Lines from the top of the entries down to the line with "of the mattress." must be set down exactly as they stand, with both ends retained.

Recorded data
= Beginning of Section =
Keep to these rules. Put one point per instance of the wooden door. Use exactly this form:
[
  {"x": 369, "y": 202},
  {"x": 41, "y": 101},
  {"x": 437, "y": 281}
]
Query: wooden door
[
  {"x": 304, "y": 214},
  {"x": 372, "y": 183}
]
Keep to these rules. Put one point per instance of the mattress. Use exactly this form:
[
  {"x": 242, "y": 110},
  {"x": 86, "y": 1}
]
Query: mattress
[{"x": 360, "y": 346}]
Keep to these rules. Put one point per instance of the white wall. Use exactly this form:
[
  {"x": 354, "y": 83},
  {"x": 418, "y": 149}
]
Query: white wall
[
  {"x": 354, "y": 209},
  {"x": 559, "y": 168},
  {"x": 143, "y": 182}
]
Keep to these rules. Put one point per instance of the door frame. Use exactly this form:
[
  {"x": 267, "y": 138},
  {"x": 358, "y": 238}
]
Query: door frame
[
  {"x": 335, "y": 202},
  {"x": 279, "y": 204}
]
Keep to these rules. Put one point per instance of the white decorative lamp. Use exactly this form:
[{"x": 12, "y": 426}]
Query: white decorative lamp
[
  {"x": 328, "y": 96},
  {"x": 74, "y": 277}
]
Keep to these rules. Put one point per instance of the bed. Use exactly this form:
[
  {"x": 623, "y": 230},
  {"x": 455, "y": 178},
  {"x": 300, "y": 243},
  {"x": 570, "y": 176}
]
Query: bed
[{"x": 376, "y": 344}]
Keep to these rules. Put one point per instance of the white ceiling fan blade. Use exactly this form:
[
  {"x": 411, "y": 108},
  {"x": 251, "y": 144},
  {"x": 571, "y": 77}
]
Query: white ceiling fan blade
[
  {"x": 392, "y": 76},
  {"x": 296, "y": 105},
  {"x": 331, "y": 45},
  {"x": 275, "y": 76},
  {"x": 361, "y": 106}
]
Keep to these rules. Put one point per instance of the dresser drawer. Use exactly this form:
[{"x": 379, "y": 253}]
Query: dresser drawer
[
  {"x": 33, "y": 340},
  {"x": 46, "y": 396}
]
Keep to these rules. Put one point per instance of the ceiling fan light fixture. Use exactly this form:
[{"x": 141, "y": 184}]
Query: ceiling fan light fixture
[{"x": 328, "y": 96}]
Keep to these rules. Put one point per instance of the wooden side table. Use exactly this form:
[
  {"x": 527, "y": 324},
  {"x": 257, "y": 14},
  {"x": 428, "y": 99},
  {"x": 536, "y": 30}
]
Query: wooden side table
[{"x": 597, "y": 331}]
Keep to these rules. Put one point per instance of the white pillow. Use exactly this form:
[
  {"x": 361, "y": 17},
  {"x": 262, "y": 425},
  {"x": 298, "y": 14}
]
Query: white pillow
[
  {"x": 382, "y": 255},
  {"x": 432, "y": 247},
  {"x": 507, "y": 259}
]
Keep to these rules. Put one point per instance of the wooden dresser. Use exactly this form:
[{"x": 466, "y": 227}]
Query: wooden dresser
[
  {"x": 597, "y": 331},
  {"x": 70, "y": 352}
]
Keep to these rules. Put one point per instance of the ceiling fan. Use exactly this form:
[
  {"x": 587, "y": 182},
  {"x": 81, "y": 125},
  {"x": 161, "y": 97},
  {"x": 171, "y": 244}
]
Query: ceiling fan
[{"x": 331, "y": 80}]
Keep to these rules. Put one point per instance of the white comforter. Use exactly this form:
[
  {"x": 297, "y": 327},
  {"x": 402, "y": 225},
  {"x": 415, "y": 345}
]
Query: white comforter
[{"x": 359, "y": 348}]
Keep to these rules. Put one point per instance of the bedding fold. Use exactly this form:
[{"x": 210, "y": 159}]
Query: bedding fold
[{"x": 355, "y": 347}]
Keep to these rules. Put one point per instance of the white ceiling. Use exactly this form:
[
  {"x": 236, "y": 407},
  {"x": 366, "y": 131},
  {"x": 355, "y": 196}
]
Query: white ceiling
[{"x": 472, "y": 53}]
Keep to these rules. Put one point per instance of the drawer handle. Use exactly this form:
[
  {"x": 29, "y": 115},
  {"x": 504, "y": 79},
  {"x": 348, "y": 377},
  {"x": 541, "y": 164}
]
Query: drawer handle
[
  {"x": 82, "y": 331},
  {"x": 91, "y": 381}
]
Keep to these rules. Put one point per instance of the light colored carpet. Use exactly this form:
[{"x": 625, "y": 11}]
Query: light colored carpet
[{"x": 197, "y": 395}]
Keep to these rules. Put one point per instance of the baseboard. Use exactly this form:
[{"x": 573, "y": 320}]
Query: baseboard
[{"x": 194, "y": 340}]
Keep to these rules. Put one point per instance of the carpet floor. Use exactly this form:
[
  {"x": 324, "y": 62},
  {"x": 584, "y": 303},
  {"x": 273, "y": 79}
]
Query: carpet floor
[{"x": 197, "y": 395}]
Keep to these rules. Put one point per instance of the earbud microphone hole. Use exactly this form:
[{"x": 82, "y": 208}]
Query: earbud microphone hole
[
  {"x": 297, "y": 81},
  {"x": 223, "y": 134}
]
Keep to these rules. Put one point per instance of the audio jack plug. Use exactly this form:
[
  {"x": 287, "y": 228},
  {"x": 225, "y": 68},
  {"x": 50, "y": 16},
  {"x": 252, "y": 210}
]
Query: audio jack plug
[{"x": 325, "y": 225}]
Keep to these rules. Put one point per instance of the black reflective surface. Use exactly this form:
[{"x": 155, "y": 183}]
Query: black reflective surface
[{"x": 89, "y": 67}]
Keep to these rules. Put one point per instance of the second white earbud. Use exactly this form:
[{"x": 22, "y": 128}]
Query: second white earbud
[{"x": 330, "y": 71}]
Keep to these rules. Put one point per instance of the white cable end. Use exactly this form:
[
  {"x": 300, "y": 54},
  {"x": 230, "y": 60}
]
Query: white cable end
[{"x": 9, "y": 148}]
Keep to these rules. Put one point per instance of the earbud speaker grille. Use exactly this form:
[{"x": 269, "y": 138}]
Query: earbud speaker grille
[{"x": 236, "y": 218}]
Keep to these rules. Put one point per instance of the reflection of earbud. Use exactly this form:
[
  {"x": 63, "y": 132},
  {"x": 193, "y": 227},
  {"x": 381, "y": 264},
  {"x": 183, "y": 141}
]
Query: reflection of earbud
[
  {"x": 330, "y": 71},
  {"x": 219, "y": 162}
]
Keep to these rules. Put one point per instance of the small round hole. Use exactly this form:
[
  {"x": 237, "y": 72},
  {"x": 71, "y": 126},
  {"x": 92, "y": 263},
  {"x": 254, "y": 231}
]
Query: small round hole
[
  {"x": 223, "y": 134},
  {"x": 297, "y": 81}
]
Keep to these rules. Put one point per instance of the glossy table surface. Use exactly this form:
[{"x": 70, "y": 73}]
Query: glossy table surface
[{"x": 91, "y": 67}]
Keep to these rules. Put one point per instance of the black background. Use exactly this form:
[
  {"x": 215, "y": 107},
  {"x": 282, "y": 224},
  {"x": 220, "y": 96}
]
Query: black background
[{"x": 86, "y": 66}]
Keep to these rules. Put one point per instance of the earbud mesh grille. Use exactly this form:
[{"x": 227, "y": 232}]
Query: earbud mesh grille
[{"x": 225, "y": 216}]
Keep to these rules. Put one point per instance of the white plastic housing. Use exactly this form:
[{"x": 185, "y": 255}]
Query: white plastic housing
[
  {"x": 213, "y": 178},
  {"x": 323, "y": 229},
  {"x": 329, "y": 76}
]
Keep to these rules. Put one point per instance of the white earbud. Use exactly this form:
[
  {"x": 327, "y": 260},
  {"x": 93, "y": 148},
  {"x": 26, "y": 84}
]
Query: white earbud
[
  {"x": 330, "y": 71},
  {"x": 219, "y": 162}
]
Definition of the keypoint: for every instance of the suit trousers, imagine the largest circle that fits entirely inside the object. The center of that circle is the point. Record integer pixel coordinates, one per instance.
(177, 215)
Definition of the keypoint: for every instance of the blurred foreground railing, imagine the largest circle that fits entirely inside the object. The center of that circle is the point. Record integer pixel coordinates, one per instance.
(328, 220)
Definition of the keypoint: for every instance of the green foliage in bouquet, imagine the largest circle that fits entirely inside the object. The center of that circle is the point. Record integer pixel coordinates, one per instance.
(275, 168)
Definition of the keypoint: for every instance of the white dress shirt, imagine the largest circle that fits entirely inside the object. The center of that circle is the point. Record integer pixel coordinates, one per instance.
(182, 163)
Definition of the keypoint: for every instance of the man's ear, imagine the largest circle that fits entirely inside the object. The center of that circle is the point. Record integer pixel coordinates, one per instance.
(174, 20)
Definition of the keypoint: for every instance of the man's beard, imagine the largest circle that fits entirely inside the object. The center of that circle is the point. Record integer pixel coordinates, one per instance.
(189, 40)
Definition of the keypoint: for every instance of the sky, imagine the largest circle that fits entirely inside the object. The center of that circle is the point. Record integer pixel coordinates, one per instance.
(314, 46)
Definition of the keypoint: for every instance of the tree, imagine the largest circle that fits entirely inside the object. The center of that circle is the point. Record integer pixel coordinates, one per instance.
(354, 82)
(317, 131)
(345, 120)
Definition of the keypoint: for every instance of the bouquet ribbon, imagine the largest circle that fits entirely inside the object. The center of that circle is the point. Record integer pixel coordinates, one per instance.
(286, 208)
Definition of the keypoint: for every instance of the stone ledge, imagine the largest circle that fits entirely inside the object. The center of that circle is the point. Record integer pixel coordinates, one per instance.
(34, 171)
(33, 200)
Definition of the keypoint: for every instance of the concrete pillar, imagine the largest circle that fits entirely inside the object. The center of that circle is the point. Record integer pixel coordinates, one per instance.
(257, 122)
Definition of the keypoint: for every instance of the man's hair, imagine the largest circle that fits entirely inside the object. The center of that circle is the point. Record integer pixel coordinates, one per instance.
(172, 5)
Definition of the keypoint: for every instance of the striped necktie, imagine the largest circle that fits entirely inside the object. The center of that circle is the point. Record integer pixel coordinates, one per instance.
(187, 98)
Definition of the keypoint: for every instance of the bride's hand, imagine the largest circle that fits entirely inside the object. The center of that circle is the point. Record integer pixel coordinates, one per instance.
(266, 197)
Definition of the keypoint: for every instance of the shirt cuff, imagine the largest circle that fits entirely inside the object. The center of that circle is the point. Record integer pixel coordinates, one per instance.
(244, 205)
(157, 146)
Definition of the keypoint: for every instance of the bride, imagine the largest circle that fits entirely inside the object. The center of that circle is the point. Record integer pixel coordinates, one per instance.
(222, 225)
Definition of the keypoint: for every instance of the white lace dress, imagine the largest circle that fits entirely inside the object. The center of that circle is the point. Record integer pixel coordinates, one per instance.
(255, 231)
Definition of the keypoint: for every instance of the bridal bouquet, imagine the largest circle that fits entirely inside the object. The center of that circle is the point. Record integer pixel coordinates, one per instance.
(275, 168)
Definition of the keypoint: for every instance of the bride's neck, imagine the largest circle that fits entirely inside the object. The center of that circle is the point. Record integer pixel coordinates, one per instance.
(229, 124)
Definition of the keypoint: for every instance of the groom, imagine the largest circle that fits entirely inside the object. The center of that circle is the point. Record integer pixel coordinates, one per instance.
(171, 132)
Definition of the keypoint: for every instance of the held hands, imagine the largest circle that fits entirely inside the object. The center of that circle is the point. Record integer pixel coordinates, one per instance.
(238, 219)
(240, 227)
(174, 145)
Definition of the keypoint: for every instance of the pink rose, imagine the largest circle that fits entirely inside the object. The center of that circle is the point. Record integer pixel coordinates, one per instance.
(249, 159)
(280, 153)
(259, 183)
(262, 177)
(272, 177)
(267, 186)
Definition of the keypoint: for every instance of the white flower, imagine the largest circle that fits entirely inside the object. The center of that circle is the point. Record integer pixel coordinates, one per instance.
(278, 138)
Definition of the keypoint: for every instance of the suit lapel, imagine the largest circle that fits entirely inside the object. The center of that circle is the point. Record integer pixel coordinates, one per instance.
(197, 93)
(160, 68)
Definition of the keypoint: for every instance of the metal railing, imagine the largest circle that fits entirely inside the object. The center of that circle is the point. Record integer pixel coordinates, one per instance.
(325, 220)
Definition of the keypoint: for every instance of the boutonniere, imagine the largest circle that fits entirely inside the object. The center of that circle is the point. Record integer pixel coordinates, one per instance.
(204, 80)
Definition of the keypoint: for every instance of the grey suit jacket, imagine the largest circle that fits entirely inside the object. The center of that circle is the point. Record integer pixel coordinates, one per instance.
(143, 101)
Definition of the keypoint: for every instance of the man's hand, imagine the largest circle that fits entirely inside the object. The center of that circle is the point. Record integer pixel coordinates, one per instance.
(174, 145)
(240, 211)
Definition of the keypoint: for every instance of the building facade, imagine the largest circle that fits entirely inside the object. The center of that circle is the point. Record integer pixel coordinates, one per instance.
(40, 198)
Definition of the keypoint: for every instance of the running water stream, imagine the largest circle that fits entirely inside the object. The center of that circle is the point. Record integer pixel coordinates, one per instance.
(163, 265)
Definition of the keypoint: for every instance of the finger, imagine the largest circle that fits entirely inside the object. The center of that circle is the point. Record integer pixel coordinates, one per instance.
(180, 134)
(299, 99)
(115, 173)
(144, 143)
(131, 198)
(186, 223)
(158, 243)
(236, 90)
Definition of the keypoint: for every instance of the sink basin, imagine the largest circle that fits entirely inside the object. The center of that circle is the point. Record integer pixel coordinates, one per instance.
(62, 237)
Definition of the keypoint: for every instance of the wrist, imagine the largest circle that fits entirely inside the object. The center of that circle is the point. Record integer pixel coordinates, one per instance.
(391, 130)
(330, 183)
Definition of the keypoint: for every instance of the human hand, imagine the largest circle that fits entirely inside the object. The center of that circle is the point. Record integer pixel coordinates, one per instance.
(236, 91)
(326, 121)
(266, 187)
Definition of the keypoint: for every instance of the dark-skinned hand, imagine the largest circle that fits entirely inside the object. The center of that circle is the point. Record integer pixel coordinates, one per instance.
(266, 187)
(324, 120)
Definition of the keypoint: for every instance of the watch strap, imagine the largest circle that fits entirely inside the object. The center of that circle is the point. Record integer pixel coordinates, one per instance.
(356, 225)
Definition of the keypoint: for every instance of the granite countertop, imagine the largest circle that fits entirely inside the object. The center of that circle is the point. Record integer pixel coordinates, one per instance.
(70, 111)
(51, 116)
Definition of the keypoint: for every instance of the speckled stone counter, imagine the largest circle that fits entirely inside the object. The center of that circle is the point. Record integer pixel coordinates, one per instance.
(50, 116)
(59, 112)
= End of Section =
▸ Task answer
Keep to these rules. Put one point per instance of the wooden door. Use exactly this form:
[
  {"x": 369, "y": 202},
  {"x": 41, "y": 101},
  {"x": 437, "y": 281}
]
Query: wooden door
[
  {"x": 304, "y": 214},
  {"x": 372, "y": 183}
]
Keep to these rules. Put one point per instance of the mattress. Use exactly this form:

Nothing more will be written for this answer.